> **PASSAGE FOR REVIEW**:
▬▬▬▬▬▬
Leckhampstead War Memorial is a Grade II listed war memorial in Leckhampstead, Berkshire, which commemorates 89 local men who served in the First World War, including 17 war dead. The names of two more war casualties were added after the Second World War.

The memorial was funded by a Canadian businessman, Hector Morison, who lived in the village from 1908. It is sited on the triangular village green, near the Grade II listed Leckhampstead House. Unusually, salvaged military items – shell cases, bullets and bayonets – were used as a form of trench art to decorate the memorial.

It comprises a tapering Portland stone obelisk about 7.6 m high, standing on a square plinth on two steps, surrounded by a gravelled area. Clock faces are marked out on the north and south faces of the obelisk, with Roman numerals for the hours made from .303 rifle cartridges, the minutes marked by .303 bullets, and the clock's hands made from bayonets. Set into the other two faces are bronze medallions resembling the obverse (King George V, east) and reverse (Saint George, west) of the British War Medal.

Inscriptions on slate tablets set into the plinth record the names of 17 war dead, and of 72 others who also served in the British armed forces, and the words "PASS NOT THIS STONE IN SORROW, BUT IN PRIDE / AND MAY YOU LIVE AS NOBLY AS THEY DIED". A small tablet on the south side records the names of two men killed in the Second World War.

The memorial is surrounded by chains reputedly taken from a battleship that took part in the Battle of Jutland, supported on 12 four inch shell cases mounted on pyramidal stone posts It was designated as a Grade II listed building in May 2016.
▬▬▬▬▬▬
> **RECORDS SUPPLIED**:
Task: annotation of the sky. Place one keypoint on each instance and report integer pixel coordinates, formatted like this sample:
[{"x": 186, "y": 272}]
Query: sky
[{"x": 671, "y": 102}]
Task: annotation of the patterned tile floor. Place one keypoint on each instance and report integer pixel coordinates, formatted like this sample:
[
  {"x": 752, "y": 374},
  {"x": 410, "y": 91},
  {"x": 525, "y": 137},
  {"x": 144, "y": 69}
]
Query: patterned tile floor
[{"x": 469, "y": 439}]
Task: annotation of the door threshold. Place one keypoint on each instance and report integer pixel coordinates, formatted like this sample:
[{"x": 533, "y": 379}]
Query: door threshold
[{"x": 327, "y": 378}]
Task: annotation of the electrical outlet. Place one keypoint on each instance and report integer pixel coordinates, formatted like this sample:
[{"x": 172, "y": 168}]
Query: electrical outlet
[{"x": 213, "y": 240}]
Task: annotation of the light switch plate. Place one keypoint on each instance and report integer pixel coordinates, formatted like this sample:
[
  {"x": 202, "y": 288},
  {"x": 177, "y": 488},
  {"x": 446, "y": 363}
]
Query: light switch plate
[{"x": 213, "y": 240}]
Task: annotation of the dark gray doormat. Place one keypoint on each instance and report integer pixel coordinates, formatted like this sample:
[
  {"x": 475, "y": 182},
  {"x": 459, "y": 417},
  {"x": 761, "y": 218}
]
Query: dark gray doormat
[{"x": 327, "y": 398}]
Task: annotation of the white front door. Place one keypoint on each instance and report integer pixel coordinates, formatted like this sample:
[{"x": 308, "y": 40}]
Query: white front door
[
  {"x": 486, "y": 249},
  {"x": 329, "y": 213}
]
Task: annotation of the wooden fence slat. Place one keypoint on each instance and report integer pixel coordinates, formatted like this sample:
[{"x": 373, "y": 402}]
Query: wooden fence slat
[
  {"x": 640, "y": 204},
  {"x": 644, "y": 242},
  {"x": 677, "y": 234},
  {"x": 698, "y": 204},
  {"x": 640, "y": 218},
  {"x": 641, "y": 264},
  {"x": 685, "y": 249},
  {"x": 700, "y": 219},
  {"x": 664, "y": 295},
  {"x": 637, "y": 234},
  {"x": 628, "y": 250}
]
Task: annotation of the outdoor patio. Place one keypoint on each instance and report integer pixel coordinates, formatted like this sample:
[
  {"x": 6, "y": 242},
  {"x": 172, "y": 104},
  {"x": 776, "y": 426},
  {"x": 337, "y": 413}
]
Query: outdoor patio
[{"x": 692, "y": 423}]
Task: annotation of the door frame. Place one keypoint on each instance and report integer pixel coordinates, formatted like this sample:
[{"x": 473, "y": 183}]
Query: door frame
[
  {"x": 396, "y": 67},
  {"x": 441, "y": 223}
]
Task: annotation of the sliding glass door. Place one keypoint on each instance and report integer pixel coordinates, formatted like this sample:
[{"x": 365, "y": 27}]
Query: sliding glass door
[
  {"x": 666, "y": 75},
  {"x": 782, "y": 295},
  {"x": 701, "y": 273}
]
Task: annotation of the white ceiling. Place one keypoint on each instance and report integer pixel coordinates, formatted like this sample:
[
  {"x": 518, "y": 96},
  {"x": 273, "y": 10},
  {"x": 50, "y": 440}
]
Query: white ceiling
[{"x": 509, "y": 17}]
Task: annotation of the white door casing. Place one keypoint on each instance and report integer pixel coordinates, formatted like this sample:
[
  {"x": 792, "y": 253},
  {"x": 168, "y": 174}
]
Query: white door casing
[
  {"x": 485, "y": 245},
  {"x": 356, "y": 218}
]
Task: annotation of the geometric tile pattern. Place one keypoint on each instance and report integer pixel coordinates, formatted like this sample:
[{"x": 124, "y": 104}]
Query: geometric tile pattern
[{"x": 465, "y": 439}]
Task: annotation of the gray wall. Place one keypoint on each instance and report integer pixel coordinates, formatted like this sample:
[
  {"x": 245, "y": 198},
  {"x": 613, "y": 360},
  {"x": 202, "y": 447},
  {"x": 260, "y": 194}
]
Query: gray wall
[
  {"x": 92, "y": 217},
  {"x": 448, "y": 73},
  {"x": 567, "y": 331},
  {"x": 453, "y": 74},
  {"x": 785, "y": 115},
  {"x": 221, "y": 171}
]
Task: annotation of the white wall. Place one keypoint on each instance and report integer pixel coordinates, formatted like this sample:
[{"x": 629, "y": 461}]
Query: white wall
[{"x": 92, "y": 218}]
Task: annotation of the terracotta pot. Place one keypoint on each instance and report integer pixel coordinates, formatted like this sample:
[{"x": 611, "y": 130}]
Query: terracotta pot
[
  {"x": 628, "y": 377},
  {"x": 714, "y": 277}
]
▬▬▬▬▬▬
> **WORK REQUIRED**: In the Leckhampstead memorial text, why does the memorial commemorate 89 First World War men when only 17 of them died? Answer in one to three sentences. The lines are separate material unrelated to the text.

> **OUTPUT**: Besides the 17 war dead, the slate tablets on the plinth name 72 other local men who served in the British armed forces. Together they make 89.